--- begin DATA FOR THE TASK ---

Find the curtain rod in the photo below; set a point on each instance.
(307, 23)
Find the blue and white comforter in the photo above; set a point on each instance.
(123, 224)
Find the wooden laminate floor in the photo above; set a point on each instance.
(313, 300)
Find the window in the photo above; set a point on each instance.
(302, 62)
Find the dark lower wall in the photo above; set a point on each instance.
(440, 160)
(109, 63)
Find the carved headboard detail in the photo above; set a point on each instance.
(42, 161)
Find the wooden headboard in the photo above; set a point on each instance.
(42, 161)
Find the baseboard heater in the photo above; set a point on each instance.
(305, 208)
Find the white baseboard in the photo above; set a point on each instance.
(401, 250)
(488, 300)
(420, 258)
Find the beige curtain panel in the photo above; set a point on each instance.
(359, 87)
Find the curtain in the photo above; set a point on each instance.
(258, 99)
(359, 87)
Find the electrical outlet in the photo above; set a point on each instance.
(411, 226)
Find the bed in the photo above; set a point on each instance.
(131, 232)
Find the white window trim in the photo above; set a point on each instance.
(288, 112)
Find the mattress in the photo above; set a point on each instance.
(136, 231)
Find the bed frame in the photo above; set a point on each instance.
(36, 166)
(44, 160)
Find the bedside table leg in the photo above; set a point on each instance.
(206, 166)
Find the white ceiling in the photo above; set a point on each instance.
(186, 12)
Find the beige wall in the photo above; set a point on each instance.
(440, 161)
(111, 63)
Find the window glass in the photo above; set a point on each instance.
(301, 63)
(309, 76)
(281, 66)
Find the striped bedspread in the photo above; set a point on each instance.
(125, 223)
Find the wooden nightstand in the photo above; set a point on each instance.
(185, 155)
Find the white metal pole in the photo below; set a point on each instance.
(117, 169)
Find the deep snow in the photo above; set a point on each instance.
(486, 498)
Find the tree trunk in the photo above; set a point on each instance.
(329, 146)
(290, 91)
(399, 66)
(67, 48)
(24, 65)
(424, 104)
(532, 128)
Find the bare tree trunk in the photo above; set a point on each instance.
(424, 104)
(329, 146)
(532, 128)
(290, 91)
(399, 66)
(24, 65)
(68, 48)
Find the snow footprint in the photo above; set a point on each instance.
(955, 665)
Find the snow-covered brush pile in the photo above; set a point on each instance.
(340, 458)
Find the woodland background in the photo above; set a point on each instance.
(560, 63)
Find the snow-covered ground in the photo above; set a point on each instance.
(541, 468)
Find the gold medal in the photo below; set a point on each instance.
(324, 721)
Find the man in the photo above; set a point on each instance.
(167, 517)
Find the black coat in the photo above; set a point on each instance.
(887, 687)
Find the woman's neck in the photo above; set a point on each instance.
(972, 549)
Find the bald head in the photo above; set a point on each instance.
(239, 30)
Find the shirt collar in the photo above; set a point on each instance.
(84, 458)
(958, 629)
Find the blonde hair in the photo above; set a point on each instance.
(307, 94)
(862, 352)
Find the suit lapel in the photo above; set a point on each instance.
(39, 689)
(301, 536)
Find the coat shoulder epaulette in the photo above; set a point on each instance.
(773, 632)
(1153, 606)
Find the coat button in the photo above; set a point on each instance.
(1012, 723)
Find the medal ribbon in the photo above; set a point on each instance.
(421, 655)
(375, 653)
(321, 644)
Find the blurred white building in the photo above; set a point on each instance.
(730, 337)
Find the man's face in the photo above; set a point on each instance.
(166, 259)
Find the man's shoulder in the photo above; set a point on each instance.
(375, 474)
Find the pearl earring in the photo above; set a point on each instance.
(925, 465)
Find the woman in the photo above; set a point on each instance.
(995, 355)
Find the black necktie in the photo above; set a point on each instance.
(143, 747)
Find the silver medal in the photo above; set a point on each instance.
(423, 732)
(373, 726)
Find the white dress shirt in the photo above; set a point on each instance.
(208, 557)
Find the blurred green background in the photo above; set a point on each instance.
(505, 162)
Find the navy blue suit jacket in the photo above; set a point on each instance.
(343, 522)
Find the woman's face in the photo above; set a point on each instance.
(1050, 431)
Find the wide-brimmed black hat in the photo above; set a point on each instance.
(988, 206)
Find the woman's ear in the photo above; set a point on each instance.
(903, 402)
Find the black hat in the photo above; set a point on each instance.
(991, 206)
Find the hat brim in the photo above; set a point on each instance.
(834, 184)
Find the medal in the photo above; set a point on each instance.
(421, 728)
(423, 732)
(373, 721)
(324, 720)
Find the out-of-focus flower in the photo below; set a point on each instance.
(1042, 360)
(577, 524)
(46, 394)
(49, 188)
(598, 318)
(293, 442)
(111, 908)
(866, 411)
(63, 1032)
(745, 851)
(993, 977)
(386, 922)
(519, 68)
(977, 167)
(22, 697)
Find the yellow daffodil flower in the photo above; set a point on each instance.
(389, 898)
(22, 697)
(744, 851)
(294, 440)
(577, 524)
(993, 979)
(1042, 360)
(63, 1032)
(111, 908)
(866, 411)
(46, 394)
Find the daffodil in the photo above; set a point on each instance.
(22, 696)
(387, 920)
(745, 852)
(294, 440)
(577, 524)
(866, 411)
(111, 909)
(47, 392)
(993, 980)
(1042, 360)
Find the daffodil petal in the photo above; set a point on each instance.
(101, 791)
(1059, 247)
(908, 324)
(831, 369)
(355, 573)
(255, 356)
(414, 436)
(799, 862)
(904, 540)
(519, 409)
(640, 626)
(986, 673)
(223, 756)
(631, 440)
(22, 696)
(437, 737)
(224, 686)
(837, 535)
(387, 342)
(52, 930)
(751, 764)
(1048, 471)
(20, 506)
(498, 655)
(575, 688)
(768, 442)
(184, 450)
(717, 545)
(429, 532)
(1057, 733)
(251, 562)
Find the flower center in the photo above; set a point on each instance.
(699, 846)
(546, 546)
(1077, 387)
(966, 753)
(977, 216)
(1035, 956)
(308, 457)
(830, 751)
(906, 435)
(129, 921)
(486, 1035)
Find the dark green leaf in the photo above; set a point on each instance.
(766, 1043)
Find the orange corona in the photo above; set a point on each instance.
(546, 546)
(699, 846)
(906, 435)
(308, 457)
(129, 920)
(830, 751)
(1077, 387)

--- end DATA FOR THE TASK ---

**THE EXERCISE**: Rewrite every line of the material above as a Markdown table with two columns, Row and Line, numbering the rows in order and skipping any blank lines.

**EXPECTED ANSWER**:
| Row | Line |
|---|---|
| 1 | Find the curtain rod in the photo below; set a point on each instance. |
| 2 | (307, 23) |
| 3 | Find the blue and white comforter in the photo above; set a point on each instance. |
| 4 | (123, 224) |
| 5 | Find the wooden laminate floor in the photo above; set a point on each instance. |
| 6 | (313, 300) |
| 7 | Find the window in the photo above; set a point on each instance. |
| 8 | (302, 62) |
| 9 | Find the dark lower wall in the photo above; set a point on each instance. |
| 10 | (440, 160) |
| 11 | (109, 63) |
| 12 | Find the carved headboard detail in the photo above; set a point on each instance. |
| 13 | (42, 161) |
| 14 | Find the wooden headboard in the photo above; set a point on each instance. |
| 15 | (42, 161) |
| 16 | Find the baseboard heater in the photo above; set a point on each instance. |
| 17 | (305, 208) |
| 18 | Find the white baseboard in the photo above; set a point on each instance. |
| 19 | (401, 250) |
| 20 | (488, 300) |
| 21 | (420, 258) |
| 22 | Find the beige curtain panel in the photo above; set a point on each instance. |
| 23 | (359, 87) |
| 24 | Find the curtain in the photo above; set a point on each instance. |
| 25 | (258, 99) |
| 26 | (359, 87) |
| 27 | Find the electrical outlet in the photo above; set a point on each instance. |
| 28 | (411, 226) |
| 29 | Find the bed in the photo above; set a point on each instance. |
| 30 | (131, 232) |
| 31 | Find the white window trim in the photo above; set a point on each instance. |
| 32 | (288, 112) |
| 33 | Find the mattress in the photo above; set a point on each instance. |
| 34 | (136, 231) |
| 35 | Find the bed frame in the photo above; set a point on each instance. |
| 36 | (36, 166) |
| 37 | (44, 160) |
| 38 | Find the bedside table leg in the photo above; set a point on each instance. |
| 39 | (206, 166) |
| 40 | Find the white ceiling in the photo above; set a point on each instance. |
| 41 | (186, 12) |
| 42 | Find the beige wall in the photo above; set a point on each instance. |
| 43 | (440, 161) |
| 44 | (111, 63) |
| 45 | Find the window glass in the photo above; set a point on each instance. |
| 46 | (301, 63) |
| 47 | (309, 76) |
| 48 | (281, 66) |
| 49 | Find the striped bedspread in the photo above; set a point on each instance. |
| 50 | (125, 223) |
| 51 | Find the wooden nightstand in the photo above; set a point on each instance. |
| 52 | (185, 155) |
| 53 | Find the white metal pole in the photo below; set a point on each instance. |
| 54 | (117, 169) |
| 55 | Find the deep snow in the photo above; set a point on each instance. |
| 56 | (486, 498) |
| 57 | Find the tree trunk in the photo above; set a point on each instance. |
| 58 | (329, 146) |
| 59 | (290, 91) |
| 60 | (399, 66) |
| 61 | (67, 48) |
| 62 | (24, 65) |
| 63 | (424, 104) |
| 64 | (532, 128) |
| 65 | Find the bare tree trunk in the photo above; set a point on each instance. |
| 66 | (424, 104) |
| 67 | (329, 146) |
| 68 | (532, 128) |
| 69 | (290, 91) |
| 70 | (399, 66) |
| 71 | (24, 65) |
| 72 | (68, 48) |
| 73 | Find the snow footprint in the photo above; set a point on each instance. |
| 74 | (955, 665) |
| 75 | Find the snow-covered brush pile in the photo above; set a point on each instance. |
| 76 | (340, 458) |
| 77 | Find the woodland background in the photo above; set a point on each instance. |
| 78 | (560, 63) |
| 79 | Find the snow-covered ground in the photo above; set a point on each instance. |
| 80 | (541, 468) |
| 81 | Find the gold medal in the photo below; set a point on each instance. |
| 82 | (324, 721) |
| 83 | Find the man in the photo above; set a point on each instance. |
| 84 | (167, 517) |
| 85 | Find the black coat in the photo above; set a point on each instance. |
| 86 | (887, 687) |
| 87 | Find the woman's neck in the photo above; set a point on each instance. |
| 88 | (972, 549) |
| 89 | Find the bald head in the photo above; set a point on each instance. |
| 90 | (239, 30) |
| 91 | Find the shirt collar in the photo above; set a point on each instance. |
| 92 | (84, 458) |
| 93 | (958, 629) |
| 94 | Find the blonde hair in the photo above; set a point on each instance. |
| 95 | (307, 94) |
| 96 | (862, 352) |
| 97 | Find the suit lapel in the photo above; set a point on each instance. |
| 98 | (39, 689) |
| 99 | (301, 536) |
| 100 | Find the coat shoulder epaulette in the photo above; set a point on each instance. |
| 101 | (773, 632) |
| 102 | (1153, 606) |
| 103 | Find the coat button in the photo above; set a point on each instance. |
| 104 | (1012, 723) |
| 105 | Find the medal ribbon in the photo above; set a point on each instance. |
| 106 | (421, 655) |
| 107 | (375, 653) |
| 108 | (321, 644) |
| 109 | Find the blurred white building in the photo above; set a point on each instance. |
| 110 | (730, 337) |
| 111 | Find the man's face in the photo above; set a point on each instance. |
| 112 | (166, 259) |
| 113 | Find the man's shoulder in the photo above; set a point on each instance. |
| 114 | (375, 474) |
| 115 | Find the pearl earring in the photo above; set a point on each instance. |
| 116 | (925, 465) |
| 117 | Find the woman in the photo above; set a point on each instance. |
| 118 | (995, 355) |
| 119 | Find the black necktie in the photo above; set a point on each instance. |
| 120 | (143, 747) |
| 121 | Find the silver medal in the photo above; set a point on each instance. |
| 122 | (423, 732) |
| 123 | (373, 726) |
| 124 | Find the white dress shirt in the photo above; set a point on each instance. |
| 125 | (208, 557) |
| 126 | Find the blurred green background in the photo above; set a point on each instance. |
| 127 | (505, 162) |
| 128 | Find the navy blue suit jacket in the photo above; set a point on each instance. |
| 129 | (343, 522) |
| 130 | Find the woman's face in the photo above; set a point on each instance. |
| 131 | (1050, 431) |
| 132 | Find the wide-brimmed black hat in the photo above; set a point on each instance. |
| 133 | (988, 206) |
| 134 | Find the woman's ear in the photo above; set a point on each instance. |
| 135 | (903, 402) |
| 136 | Find the black hat in the photo above; set a point on each instance. |
| 137 | (991, 206) |
| 138 | Find the hat brim in the photo above; set a point on each instance. |
| 139 | (834, 184) |
| 140 | Find the medal in the photo above; set a point on each instance. |
| 141 | (421, 728) |
| 142 | (423, 732) |
| 143 | (373, 721) |
| 144 | (324, 720) |
| 145 | Find the out-of-focus flower in the photo below; set a point on each instance. |
| 146 | (1042, 360) |
| 147 | (577, 524) |
| 148 | (46, 394) |
| 149 | (49, 188) |
| 150 | (598, 318) |
| 151 | (293, 442) |
| 152 | (111, 908) |
| 153 | (866, 411) |
| 154 | (63, 1032) |
| 155 | (745, 851) |
| 156 | (993, 977) |
| 157 | (386, 922) |
| 158 | (519, 68) |
| 159 | (977, 167) |
| 160 | (22, 697) |
| 161 | Find the yellow daffodil flower in the photo above; set a point on each instance. |
| 162 | (389, 898) |
| 163 | (22, 697) |
| 164 | (744, 851) |
| 165 | (294, 440) |
| 166 | (577, 524) |
| 167 | (993, 979) |
| 168 | (1042, 360) |
| 169 | (63, 1032) |
| 170 | (111, 908) |
| 171 | (866, 411) |
| 172 | (46, 394) |
| 173 | Find the daffodil in the photo above; set a point on each instance. |
| 174 | (22, 696) |
| 175 | (387, 920) |
| 176 | (745, 852) |
| 177 | (294, 440) |
| 178 | (577, 524) |
| 179 | (866, 411) |
| 180 | (111, 909) |
| 181 | (47, 392) |
| 182 | (993, 980) |
| 183 | (1042, 360) |
| 184 | Find the daffodil petal in the photo above; set a point on each instance. |
| 185 | (101, 791) |
| 186 | (1059, 247) |
| 187 | (908, 324) |
| 188 | (831, 369) |
| 189 | (355, 573) |
| 190 | (255, 356) |
| 191 | (414, 436) |
| 192 | (799, 862) |
| 193 | (904, 540) |
| 194 | (519, 409) |
| 195 | (640, 626) |
| 196 | (986, 673) |
| 197 | (223, 756) |
| 198 | (631, 440) |
| 199 | (22, 696) |
| 200 | (437, 737) |
| 201 | (224, 686) |
| 202 | (837, 535) |
| 203 | (387, 342) |
| 204 | (52, 930) |
| 205 | (751, 764) |
| 206 | (1048, 471) |
| 207 | (20, 506) |
| 208 | (498, 655) |
| 209 | (575, 688) |
| 210 | (768, 442) |
| 211 | (184, 450) |
| 212 | (717, 545) |
| 213 | (429, 532) |
| 214 | (1057, 733) |
| 215 | (251, 562) |
| 216 | Find the flower center in the photo above; set a point on each instance. |
| 217 | (699, 846) |
| 218 | (546, 546) |
| 219 | (1077, 387) |
| 220 | (966, 753) |
| 221 | (977, 216) |
| 222 | (1035, 956) |
| 223 | (308, 457) |
| 224 | (830, 751) |
| 225 | (906, 435) |
| 226 | (129, 921) |
| 227 | (486, 1035) |
| 228 | Find the dark green leaf in the photo above; set a point on each instance. |
| 229 | (766, 1043) |
| 230 | Find the orange corona in the photo above; set a point on each instance. |
| 231 | (546, 546) |
| 232 | (699, 846) |
| 233 | (906, 435) |
| 234 | (308, 457) |
| 235 | (129, 920) |
| 236 | (830, 751) |
| 237 | (1077, 387) |